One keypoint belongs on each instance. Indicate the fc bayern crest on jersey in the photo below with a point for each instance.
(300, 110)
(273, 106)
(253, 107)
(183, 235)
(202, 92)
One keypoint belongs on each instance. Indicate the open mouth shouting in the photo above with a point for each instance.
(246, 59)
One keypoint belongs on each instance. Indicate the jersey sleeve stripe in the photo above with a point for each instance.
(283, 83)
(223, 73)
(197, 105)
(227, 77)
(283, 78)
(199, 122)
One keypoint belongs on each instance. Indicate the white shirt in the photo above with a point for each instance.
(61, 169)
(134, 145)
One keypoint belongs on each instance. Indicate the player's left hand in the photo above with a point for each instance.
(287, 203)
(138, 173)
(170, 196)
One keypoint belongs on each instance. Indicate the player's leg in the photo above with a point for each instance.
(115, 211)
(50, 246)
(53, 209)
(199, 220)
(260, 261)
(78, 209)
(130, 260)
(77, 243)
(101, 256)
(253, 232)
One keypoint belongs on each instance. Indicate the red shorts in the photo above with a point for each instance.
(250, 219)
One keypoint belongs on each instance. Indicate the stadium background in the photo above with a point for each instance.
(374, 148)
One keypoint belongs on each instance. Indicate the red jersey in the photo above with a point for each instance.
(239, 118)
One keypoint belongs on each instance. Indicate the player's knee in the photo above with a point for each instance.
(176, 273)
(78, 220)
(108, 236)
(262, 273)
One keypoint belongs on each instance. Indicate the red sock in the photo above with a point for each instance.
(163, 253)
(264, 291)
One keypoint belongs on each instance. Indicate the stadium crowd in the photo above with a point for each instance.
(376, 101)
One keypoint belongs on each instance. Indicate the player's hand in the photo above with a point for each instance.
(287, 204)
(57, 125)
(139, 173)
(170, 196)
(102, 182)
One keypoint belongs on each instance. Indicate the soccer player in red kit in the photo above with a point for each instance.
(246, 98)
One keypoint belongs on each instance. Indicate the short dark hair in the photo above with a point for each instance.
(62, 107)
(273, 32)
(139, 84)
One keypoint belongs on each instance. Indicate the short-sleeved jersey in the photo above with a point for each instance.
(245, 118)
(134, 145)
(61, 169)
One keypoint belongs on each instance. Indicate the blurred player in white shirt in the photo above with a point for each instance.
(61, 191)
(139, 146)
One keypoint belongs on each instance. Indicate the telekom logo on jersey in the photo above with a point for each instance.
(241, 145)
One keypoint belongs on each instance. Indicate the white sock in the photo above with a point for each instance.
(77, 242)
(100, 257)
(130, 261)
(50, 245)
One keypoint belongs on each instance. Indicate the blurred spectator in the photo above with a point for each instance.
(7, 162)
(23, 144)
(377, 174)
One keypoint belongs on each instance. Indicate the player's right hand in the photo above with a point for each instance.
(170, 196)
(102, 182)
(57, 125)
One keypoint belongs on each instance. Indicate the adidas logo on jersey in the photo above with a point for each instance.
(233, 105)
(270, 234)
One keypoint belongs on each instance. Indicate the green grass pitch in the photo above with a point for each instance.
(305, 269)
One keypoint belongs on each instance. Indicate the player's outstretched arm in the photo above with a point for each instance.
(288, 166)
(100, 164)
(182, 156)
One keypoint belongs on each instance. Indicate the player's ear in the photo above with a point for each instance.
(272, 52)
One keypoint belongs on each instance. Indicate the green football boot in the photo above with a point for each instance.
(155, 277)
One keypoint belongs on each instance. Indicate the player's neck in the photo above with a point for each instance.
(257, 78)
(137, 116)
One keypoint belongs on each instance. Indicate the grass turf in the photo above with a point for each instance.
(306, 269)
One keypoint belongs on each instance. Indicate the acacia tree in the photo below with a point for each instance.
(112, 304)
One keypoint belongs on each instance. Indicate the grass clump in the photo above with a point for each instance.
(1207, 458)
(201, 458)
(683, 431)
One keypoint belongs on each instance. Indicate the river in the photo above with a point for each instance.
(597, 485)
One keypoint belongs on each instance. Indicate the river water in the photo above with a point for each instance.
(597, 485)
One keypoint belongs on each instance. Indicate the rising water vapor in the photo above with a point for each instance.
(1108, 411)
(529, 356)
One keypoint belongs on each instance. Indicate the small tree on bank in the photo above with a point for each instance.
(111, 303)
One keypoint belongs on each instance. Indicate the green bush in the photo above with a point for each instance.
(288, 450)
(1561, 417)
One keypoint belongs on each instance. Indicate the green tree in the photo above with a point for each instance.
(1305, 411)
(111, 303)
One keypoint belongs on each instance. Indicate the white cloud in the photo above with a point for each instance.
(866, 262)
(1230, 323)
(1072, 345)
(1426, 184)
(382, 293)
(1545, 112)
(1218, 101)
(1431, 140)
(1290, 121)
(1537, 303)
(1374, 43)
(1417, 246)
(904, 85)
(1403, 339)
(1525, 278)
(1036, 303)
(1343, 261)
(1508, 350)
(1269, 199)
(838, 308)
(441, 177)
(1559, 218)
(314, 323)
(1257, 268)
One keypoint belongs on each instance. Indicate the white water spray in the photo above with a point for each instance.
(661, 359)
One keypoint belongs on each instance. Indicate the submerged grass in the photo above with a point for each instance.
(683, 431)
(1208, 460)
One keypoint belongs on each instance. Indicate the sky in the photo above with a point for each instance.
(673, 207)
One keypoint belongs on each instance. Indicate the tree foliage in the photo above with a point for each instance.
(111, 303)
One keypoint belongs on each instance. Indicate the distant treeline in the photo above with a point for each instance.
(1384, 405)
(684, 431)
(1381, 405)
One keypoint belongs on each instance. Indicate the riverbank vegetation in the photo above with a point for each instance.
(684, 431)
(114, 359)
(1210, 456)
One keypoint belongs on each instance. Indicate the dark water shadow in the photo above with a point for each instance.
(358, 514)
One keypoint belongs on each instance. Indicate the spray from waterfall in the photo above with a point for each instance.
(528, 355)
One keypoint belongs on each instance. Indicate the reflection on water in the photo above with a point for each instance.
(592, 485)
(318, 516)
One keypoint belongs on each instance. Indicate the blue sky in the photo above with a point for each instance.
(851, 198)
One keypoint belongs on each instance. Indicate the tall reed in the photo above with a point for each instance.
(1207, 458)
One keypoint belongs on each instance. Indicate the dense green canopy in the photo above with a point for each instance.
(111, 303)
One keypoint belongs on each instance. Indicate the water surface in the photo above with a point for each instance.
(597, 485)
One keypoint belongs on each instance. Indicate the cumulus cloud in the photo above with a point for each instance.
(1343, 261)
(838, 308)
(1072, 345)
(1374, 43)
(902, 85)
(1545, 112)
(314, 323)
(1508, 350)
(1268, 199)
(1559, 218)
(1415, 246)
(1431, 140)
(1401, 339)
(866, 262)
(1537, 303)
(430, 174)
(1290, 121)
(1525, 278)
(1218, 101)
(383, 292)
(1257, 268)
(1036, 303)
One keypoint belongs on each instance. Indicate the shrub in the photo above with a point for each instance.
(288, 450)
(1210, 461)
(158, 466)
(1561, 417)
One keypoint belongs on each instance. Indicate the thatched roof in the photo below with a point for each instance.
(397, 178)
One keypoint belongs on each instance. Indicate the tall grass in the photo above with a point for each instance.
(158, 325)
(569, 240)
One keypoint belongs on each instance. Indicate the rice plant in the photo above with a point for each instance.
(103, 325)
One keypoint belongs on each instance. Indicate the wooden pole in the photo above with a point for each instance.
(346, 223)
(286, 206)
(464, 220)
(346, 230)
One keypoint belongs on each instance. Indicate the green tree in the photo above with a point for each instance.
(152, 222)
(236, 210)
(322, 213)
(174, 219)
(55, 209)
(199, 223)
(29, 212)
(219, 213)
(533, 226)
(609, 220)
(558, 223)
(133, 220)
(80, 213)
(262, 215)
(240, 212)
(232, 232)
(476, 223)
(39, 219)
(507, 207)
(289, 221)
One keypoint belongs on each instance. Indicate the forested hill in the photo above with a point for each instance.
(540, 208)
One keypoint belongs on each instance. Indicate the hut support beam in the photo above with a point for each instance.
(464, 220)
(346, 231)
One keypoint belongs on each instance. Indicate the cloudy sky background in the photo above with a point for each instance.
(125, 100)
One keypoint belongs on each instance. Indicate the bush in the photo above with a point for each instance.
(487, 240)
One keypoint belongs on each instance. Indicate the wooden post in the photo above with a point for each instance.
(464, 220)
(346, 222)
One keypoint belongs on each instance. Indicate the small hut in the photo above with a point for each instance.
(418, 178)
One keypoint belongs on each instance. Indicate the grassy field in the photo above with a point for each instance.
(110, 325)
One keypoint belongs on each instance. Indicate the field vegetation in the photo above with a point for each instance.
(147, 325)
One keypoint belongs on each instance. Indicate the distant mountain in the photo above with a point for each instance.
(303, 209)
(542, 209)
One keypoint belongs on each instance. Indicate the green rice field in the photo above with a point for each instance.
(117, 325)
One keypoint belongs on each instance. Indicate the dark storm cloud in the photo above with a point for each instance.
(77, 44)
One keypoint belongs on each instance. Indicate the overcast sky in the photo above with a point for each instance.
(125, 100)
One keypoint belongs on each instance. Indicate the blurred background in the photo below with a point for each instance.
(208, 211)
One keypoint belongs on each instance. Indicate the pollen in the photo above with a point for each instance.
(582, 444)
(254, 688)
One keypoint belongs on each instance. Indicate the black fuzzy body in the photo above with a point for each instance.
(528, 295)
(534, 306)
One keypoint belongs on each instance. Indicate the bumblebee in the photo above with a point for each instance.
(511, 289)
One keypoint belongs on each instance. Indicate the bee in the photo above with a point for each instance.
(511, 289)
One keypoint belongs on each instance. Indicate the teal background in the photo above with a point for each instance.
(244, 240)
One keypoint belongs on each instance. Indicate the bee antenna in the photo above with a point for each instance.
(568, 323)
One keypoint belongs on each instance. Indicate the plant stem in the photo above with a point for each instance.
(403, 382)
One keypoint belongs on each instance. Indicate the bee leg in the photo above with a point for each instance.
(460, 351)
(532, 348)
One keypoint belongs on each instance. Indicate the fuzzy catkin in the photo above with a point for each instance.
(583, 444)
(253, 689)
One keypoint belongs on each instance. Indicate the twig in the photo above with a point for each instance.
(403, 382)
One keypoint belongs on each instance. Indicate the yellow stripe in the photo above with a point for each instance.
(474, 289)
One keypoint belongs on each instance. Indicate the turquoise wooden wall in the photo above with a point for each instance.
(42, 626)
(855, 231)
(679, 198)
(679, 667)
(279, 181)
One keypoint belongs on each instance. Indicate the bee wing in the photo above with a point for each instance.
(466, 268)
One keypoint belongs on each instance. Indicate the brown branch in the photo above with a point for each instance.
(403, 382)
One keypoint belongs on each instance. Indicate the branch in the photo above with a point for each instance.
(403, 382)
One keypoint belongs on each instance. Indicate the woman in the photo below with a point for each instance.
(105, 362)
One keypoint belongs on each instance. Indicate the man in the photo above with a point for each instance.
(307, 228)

• [SET EXERCISE]: Give the lines from the one containing "One keypoint belongs on each instance. Indicate the yellow" through the end of the entries again, exactly as written and with no other lines.

• [WRITTEN ANSWER]:
One keypoint belongs on each instance. Indicate the yellow stripe in the photo above with a point for each instance.
(474, 289)
One keypoint belongs on each instance. Indicate the turquoise wooden wall in the photo above with a point for each instance.
(42, 626)
(855, 231)
(679, 198)
(679, 667)
(279, 181)
One keypoint belongs on each instance. Indicate the bee wing in the photo above with a point for each instance.
(466, 268)
One keypoint belongs on each instance. Indicate the brown branch in the photo above with a point for each instance.
(403, 382)
One keypoint belongs on each instance. Indicate the branch in the photo above with a point for each instance.
(403, 382)
One keypoint belongs on each instance. Indicate the woman in the photo below with a point for each instance.
(105, 362)
One keypoint belongs on each instance. Indicate the man in the photo above with a point for each instance.
(307, 228)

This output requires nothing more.